■ Exercise instructions ■
a) Update the research overview from "Integrator Complex In" up to and including "PloS Genetics (2024)", changing "transcriptome homeostasis" to "transcriptome balance".
b) Answer these questions using the research overview:
(i) How many distinct subunits make up the Integrator complex?
(ii) Which animal model does the lab use to study how the Integrator contributes to developmental and aging physiology?
(iii) Which forms of cellular stress does the lab test environmental chemicals for inducing?

■ Text provided ■
_ _ _

Integrator Complex In Development
A central regulator of gene expression that has emerged in the last decade is the Integrator complex, which is comprised of 15 distinct subunits that form various modular units. Integrator contributes to transcriptome homeostasis via post-transcriptional processing of small nuclear RNA involved in splicing, as well as transcriptional pause release to regulate the production of protein-encoding genes. Mutation to the Integrator has emerged as a causal link to neurodevelopmental defects in humans. Our lab has been characterizing genetic regulators of the Integrator and is interested in using C. elegans to model how this protein complex contributes to developmental and aging physiology.
Recent work in this area:
· Waddell and Wu, PloS Genetics (2024)
· Waddell and Wu, G3 (2025)
· Waddell et al., Biology Open (2025)
Post-transcriptional Processing In Stress Response &Development.
Modifications to RNA molecules after transcription are an important step in producing a stable and mature molecule required to produce cellular building blocks. Examples of such modification include RNA splicing and 5’ and 3’ transcript processing. Our lab has shown that exposure to certain environmental chemicals can alter RNA splicing dynamics, which, when defective, is linked to several human pathologies (e.g. neurological disorders, aging, malignancies). Currently, we are particularly interested in characterizing environmental and genetic factors that influence 3’ transcript cleavage, which are found in non-coding snRNA molecules and replication-dependent histones.
Recent work in this area:
- Chomyshen et al., Genetics (2022)
- Huynh and Wu, G3 (2023)
High-throughput Environmental Toxin Screening
The use of animal models for screening environmental chemicals for toxicity is an important step towards determining potential hazards to humans. Taking advantage of the C. elegans transgenic toolbox, our lab has been testing for environmental chemicals that induce cellular stress, including onset of oxidative stress and RNA splicing disruption. Once chemicals of interest are identified, we apply genetic screening approaches to understanding cellular pathways that regulate these stress responses.
Recent work in this area:
- Huynh and Wu, Free Radic Biol Med(2022)
- Tabarraei et al., Aging Cell (2023)
- Kardal et al., J Pharmacol Toxicol Methods (2025)

_ _ _

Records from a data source

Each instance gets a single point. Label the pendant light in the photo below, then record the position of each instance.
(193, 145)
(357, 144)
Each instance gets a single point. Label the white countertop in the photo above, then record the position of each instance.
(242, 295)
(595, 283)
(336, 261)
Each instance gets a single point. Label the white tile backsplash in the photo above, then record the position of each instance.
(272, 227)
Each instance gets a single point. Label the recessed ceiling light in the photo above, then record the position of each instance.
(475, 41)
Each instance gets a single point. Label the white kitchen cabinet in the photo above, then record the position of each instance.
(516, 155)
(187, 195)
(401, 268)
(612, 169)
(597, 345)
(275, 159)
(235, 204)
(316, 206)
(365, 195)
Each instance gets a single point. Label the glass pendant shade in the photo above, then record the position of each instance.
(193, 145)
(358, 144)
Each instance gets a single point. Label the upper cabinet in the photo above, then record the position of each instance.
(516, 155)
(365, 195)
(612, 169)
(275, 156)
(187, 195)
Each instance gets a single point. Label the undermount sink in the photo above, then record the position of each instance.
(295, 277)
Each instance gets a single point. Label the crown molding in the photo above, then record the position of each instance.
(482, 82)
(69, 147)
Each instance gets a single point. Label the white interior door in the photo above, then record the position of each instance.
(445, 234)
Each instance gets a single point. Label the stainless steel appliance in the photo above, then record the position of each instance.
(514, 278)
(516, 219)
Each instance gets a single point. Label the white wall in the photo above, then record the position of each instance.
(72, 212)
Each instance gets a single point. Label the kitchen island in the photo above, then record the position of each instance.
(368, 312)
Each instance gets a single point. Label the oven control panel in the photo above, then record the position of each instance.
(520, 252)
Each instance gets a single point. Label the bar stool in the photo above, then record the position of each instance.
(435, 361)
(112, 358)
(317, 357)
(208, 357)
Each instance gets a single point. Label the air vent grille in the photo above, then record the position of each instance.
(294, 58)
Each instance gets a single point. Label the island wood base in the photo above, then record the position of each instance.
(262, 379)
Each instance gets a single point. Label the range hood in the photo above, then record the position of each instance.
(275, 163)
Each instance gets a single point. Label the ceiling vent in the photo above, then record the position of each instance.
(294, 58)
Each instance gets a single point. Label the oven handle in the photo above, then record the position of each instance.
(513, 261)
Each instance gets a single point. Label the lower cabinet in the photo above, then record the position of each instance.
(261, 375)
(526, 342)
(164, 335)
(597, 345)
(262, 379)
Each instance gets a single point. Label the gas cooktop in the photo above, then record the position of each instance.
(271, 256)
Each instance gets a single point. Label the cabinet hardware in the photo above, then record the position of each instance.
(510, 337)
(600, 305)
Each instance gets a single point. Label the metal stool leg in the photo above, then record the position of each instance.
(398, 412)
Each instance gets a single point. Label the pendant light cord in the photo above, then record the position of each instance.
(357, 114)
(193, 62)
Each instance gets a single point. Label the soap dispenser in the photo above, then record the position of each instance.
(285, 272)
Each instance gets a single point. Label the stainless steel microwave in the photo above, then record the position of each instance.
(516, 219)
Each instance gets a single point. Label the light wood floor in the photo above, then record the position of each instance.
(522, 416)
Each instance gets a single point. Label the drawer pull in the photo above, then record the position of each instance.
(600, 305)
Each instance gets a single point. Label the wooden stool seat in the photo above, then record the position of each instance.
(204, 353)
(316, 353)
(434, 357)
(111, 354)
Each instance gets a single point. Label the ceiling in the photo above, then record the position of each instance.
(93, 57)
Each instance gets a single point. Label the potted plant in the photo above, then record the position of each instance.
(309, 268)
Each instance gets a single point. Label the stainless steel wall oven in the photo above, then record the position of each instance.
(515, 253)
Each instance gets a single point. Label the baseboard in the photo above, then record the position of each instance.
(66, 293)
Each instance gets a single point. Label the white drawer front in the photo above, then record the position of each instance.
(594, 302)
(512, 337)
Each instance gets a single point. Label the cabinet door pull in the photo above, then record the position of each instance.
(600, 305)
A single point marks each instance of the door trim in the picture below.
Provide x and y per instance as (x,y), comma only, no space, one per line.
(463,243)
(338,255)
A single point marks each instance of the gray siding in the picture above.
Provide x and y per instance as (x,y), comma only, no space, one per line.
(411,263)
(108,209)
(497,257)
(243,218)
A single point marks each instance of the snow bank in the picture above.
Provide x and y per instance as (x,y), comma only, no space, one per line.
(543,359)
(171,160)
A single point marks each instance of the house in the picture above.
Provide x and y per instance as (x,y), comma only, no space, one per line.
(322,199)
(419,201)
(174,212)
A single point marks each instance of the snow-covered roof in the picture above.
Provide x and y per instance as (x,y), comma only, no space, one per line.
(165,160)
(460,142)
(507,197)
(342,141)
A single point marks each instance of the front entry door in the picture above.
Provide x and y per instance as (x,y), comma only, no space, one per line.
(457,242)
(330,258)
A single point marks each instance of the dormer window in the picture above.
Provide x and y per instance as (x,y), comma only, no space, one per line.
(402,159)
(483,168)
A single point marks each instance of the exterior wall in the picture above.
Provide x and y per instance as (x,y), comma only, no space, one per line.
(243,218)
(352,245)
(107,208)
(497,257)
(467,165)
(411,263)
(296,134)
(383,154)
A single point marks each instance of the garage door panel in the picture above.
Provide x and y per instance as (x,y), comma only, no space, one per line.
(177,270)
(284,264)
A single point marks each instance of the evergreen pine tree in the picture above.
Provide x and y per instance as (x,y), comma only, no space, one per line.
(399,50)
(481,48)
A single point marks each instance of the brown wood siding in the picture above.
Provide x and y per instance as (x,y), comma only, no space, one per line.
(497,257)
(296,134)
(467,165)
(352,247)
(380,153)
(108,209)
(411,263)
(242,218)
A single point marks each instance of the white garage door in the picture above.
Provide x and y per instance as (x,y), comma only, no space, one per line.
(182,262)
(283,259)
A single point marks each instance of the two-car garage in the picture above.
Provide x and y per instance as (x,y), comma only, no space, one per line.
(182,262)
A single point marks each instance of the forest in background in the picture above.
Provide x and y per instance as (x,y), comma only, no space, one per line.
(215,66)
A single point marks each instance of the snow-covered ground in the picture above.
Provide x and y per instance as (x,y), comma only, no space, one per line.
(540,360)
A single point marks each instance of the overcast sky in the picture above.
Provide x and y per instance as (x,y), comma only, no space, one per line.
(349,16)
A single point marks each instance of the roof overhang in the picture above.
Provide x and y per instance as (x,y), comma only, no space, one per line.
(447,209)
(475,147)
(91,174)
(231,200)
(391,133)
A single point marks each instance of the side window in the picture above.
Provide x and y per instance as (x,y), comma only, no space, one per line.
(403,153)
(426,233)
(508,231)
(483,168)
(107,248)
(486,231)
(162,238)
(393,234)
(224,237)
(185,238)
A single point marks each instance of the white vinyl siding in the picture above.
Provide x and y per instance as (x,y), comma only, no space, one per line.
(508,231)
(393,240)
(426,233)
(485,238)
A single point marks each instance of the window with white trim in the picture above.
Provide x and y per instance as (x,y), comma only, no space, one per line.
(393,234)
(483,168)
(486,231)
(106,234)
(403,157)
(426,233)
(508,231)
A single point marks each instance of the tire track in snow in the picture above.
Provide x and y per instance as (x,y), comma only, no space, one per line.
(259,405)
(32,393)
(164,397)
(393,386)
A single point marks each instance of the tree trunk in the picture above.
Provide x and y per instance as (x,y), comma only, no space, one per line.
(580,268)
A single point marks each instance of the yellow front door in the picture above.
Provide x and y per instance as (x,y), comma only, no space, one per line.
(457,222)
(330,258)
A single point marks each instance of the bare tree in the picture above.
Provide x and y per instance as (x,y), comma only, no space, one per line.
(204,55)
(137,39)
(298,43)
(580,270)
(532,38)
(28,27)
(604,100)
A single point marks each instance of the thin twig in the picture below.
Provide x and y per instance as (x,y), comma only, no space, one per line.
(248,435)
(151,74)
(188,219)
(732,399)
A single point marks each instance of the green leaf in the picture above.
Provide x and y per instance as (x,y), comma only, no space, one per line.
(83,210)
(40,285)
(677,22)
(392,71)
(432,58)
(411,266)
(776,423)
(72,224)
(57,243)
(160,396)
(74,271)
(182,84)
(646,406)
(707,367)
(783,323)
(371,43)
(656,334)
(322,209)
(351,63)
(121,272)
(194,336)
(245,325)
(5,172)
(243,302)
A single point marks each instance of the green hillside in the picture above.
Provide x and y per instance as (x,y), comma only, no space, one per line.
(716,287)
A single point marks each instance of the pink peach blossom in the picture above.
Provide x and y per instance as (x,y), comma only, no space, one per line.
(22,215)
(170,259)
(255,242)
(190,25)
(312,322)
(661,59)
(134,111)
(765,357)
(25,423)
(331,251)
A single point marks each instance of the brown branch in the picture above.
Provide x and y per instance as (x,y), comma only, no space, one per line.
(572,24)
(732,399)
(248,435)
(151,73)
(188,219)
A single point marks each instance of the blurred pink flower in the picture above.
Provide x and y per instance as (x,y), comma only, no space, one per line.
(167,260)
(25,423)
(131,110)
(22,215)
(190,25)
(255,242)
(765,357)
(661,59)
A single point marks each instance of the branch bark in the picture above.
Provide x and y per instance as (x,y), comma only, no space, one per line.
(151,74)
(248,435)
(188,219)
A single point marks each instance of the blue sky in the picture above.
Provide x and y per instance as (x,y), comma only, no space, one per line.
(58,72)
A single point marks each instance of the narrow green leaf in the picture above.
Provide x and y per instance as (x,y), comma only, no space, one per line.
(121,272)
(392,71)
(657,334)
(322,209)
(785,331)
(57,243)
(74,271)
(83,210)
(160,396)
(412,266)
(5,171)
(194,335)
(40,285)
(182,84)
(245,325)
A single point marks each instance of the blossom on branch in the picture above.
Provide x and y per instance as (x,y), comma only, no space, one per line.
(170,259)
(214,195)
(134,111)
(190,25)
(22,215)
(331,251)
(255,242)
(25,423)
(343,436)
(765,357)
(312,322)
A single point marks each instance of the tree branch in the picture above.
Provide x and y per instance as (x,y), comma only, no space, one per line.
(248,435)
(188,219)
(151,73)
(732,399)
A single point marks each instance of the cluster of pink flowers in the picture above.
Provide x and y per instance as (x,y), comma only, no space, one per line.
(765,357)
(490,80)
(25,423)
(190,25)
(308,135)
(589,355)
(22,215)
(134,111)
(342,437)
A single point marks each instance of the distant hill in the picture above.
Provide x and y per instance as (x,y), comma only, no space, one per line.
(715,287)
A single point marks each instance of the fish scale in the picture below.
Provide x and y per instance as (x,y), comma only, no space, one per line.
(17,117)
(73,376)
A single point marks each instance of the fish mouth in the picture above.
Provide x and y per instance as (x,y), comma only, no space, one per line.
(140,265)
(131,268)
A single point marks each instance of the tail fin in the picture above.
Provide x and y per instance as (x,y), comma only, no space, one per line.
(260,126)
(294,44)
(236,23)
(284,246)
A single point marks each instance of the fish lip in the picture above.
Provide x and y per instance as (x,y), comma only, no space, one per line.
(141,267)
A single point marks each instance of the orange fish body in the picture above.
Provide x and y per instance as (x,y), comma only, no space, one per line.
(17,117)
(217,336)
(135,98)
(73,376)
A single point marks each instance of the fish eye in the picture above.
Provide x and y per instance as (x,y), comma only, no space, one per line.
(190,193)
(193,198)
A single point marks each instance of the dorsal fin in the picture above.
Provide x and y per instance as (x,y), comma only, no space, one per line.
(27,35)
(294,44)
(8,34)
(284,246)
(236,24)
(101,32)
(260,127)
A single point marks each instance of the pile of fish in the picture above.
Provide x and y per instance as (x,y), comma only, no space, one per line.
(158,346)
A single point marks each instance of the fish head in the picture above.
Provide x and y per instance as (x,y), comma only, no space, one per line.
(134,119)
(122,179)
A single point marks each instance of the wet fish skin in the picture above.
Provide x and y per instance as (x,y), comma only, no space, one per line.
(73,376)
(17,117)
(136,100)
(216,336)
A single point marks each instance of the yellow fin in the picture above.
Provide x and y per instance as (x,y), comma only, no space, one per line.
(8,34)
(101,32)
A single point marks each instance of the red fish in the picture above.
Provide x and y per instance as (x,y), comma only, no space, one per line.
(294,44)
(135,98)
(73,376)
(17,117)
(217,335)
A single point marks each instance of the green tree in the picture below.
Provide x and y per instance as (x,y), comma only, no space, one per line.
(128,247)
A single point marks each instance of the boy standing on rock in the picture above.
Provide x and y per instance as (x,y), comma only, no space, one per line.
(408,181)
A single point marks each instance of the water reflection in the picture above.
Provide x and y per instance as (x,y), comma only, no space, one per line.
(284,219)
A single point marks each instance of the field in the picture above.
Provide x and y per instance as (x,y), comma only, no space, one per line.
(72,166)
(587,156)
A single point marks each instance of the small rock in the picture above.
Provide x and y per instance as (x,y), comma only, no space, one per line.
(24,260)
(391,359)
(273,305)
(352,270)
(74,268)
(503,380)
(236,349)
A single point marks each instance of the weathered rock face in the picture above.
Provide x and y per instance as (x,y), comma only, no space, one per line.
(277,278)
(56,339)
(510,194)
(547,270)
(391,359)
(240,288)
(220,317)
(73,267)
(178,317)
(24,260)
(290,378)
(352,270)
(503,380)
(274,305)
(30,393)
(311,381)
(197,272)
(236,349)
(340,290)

_ _ _

■ Exercise answers ■
a)
Integrator Complex In Development
A central regulator of gene expression that has emerged in the last decade is the Integrator complex, which is comprised of 15 distinct subunits that form various modular units. Integrator contributes to transcriptome balance via post-transcriptional processing of small nuclear RNA involved in splicing, as well as transcriptional pause release to regulate the production of protein-encoding genes. Mutation to the Integrator has emerged as a causal link to neurodevelopmental defects in humans. Our lab has been characterizing genetic regulators of the Integrator and is interested in using C. elegans to model how this protein complex contributes to developmental and aging physiology.
Recent work in this area:
· Waddell and Wu, PloS Genetics (2024)

b)
(i) 15
(ii) C. elegans
(iii) Oxidative stress and RNA splicing disruption